_EXCERPT PROVIDED:_
# # # # # # #

It's apparently education week on the gubernatorial campaign trail. I'll soon post my dispatch from Gov. Christie's visit to a school down the Shore, but meanwhile here's my story in today's Inquirer about Barbara Buono's education agenda:
NEW BRUNSWICK - As Rutgers University students shuffled past to the first classes of the semester, Democratic gubernatorial candidate Barbara Buono stood at the heart of the state university's central campus Tuesday to offer a broad plan for making education more expansive and affordable.
For K-12 schools, Buono promised to fully fund districts through the long-ignored state formula, give all children full-day kindergarten, restore cuts to before- and after-school programs, expand access to preschool, and spend more to fix dilapidated schools.
For colleges, Buono said she would increase state funding to lower tuition, create tax deductions for parents who save for college, expand scholarships, and allow children of undocumented immigrants to pay in-state tuition. Buono's plan costs a lot of money - following the school-funding formula alone means adding about $1 billion to the state's $33 billion budget.
Buono said she would pay for her proposals in part by raising taxes on millionaires. Asked for more specifics, Buono, a state senator from Middlesex County, said that education would be funded "to the greatest degree possible."

# # # # # # #

[Records from a data collection]
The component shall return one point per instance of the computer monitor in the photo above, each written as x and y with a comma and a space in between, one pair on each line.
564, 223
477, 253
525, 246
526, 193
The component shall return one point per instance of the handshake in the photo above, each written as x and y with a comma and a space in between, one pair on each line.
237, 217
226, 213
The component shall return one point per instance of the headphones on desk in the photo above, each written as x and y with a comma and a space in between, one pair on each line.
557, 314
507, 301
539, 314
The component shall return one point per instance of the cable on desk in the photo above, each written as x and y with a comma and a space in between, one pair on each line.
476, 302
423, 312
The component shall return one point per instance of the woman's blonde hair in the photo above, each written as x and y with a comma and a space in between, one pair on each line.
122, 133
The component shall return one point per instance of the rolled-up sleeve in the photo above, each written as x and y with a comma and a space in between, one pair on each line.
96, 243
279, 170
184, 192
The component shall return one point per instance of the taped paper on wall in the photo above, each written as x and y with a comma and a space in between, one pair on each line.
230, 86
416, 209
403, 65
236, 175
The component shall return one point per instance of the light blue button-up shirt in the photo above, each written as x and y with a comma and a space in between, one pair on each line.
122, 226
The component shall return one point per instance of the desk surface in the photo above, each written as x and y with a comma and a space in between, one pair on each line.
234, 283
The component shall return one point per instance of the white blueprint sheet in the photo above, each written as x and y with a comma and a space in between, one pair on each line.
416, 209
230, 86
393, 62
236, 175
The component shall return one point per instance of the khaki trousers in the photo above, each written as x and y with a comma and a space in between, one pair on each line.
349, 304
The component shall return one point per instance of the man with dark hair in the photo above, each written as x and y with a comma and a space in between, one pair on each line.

# # # # # # #

_CHECK YOUR UNDERSTANDING:_
a – Do these statements agree with the article about Barbara Buono's education plan? Answer yes or no for each, quoting the words from the article that decide it.
(i) Buono promised full-day kindergarten for all children.
(ii) Following the school-funding formula would add about $33 billion to the state budget.
(iii) Buono said she would pay for her proposals entirely by raising taxes on millionaires.
b – Translate this sentence from the article about Barbara Buono's education plan into Spanish: "For K-12 schools, Buono promised to fully fund districts through the long-ignored state formula, give all children full-day kindergarten, restore cuts to before- and after-school programs, expand access to preschool, and spend more to fix dilapidated schools."

_RESPONSES TO THE TASKS:_
a –
(i) Yes: "give all children full-day kindergarten"
(ii) No: "following the school-funding formula alone means adding about $1 billion to the state's $33 billion budget"
(iii) No: "Buono said she would pay for her proposals in part by raising taxes on millionaires."

b – Para las escuelas de K-12, Buono prometió financiar por completo a los distritos mediante la fórmula estatal, ignorada durante mucho tiempo, dar a todos los niños kínder de jornada completa, revertir los recortes a los programas de antes y después de clases, ampliar el acceso al preescolar y gastar más en reparar las escuelas deterioradas.